Task brief:
Please rescale the rows below by writing out every line again, requests included. Multiply each point coordinate in the answers by 2.1 and round it to a whole number, with halves going up.

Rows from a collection
------------------------------------------------------------------------
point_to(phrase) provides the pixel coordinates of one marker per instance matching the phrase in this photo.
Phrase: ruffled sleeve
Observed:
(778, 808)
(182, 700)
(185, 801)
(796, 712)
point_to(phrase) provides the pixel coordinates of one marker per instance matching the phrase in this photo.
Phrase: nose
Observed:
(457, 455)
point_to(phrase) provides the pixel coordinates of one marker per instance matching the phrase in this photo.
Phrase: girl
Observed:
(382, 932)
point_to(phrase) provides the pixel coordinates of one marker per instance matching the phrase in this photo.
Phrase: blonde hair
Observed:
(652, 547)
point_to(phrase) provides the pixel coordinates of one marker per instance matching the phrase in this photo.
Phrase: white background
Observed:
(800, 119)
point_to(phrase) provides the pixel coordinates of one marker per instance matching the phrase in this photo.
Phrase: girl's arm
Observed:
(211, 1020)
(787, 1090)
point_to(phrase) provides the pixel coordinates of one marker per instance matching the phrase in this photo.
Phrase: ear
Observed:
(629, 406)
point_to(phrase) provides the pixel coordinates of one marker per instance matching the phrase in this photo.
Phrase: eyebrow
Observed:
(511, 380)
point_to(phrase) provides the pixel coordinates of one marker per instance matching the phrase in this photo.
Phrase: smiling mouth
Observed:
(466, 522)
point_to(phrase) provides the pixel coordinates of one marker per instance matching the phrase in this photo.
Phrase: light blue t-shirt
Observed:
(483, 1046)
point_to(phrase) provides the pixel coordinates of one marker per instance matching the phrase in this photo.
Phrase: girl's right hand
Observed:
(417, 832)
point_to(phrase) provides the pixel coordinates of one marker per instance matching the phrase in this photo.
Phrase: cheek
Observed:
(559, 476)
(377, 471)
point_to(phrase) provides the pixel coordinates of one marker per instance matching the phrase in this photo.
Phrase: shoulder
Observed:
------------------------------------------------------------------------
Full solution:
point_to(phrase) provides the pixel coordinates of one marker per instance matching the phrase in this photo.
Phrase: ruffled sleeve
Observed:
(1634, 1697)
(382, 1470)
(389, 1682)
(1672, 1495)
point_to(phrase) provides the pixel coordinates of one marker per instance matching the phrase in this photo.
Phrase: nose
Observed:
(960, 956)
point_to(phrase) provides the pixel coordinates of one marker per instance matching the phrase in this photo.
Phrase: girl
Observed:
(802, 1957)
point_to(phrase) provides the pixel coordinates of one marker per instance matching the phrase in this photo.
Phrase: blonde hair
Observed:
(1369, 1149)
point_to(phrase) provides the pixel coordinates of one marker per instance matching the phrase in this photo.
Phrase: white background
Observed:
(1680, 250)
point_to(phrase) provides the pixel coordinates of one marker per instance matching the phrase in this photo.
Phrase: girl's arm
Observed:
(443, 2142)
(1653, 2289)
point_to(phrase) provides the pixel coordinates of one marker per instance matching the phrase in this photo.
Phrase: ear
Observed:
(1321, 853)
point_to(phrase) provides the pixel coordinates of one marker per instance matching the phrase in this photo.
Phrase: eyebrow
Observed:
(1073, 798)
point_to(phrase) provides the pixel coordinates of one marker per instance matching the phrase in this photo.
Phrase: smiling mouth
Observed:
(979, 1096)
point_to(phrase) provides the pixel coordinates of one marker per instance matching the phrase in this photo.
Phrase: light blue t-shirt
Observed:
(1014, 2197)
point_to(phrase) provides the pixel coordinates of one marker per instance matching the phrase in this photo.
Phrase: girl's right hand
Observed:
(876, 1747)
point_to(phrase) provides the pixel coordinates of one marker per instance matching the phrase in this photo.
Phrase: cheek
Observed:
(1174, 1000)
(792, 989)
point_to(phrase) provides the pixel coordinates of one marker per instance matching the phrase in this photo.
Phrase: shoulder
Observed:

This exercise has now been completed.